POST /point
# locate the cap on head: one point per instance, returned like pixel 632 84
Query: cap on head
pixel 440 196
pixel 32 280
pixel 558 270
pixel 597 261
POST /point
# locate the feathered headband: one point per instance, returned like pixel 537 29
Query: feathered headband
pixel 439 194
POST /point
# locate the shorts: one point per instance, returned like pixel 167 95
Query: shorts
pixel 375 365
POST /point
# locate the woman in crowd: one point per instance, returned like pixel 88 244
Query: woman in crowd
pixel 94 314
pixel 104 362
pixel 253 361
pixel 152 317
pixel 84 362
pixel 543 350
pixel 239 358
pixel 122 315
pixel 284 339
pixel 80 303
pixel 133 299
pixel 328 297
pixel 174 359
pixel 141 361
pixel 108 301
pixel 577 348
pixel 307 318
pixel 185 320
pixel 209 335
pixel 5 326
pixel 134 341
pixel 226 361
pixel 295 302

## Brief
In the records above, which lines hold the string "like"? Copy each one.

## Solution
# locate the cap on head: one point per instance, returned like pixel 632 84
# locate the feathered headband: one point per instance, returned like pixel 537 29
# locate the shorts: one point per instance, returned like pixel 167 95
# locate the woman in crowd: one point per instance, returned like pixel 88 244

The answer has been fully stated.